_WORK TO BE COMPLETED_
List each line of the listing below that contains the word "race", treating uppercase and lowercase letters as different.

_STORED RECORDS_
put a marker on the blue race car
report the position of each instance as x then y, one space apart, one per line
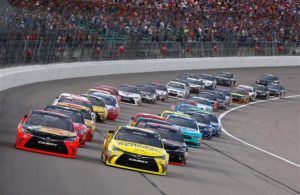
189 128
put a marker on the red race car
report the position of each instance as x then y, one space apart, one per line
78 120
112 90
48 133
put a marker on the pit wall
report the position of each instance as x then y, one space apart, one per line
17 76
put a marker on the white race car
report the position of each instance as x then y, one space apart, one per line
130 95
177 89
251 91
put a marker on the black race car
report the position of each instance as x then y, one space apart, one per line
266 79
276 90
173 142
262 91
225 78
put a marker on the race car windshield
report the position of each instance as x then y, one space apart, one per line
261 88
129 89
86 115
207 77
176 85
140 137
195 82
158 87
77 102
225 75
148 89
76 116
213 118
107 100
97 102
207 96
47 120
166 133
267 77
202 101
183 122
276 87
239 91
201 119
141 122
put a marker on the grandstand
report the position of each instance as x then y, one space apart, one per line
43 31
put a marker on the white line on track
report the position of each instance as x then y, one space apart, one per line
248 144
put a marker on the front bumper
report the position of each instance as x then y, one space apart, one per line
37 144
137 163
...
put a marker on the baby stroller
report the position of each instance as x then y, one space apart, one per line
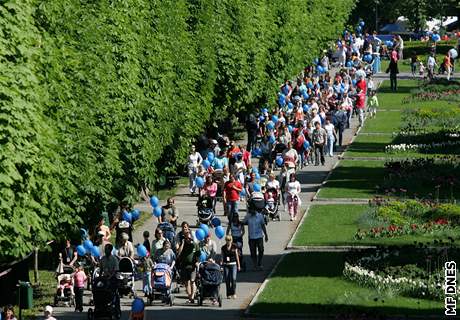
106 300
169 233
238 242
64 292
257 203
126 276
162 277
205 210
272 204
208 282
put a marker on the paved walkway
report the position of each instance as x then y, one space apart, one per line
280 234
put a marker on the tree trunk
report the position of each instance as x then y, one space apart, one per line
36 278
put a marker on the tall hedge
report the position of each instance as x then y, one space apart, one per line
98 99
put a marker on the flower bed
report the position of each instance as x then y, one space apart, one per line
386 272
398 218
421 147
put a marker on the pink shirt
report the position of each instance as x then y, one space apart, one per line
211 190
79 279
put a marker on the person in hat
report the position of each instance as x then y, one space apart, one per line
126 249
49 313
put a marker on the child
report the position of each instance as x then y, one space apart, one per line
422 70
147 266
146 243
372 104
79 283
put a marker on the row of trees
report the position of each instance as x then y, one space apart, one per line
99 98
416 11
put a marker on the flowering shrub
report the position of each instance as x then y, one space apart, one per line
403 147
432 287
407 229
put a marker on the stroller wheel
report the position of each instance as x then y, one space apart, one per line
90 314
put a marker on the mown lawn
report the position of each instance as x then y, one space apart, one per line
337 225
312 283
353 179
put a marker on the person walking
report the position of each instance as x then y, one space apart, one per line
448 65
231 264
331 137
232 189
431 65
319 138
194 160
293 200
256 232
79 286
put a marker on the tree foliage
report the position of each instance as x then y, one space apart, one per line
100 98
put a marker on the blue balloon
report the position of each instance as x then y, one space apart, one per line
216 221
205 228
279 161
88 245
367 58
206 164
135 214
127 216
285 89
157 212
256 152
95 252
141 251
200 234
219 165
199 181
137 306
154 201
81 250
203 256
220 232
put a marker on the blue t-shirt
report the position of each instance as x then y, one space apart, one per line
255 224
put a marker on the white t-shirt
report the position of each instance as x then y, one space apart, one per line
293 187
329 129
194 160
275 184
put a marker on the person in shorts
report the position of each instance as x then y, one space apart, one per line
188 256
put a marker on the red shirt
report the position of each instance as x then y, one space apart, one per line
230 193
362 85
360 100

_ANSWER BELOW_
put a marker on the blue race car
put a marker on the red race car
put a marker on the white race car
put a marker on the black race car
put a marker on the race car windshield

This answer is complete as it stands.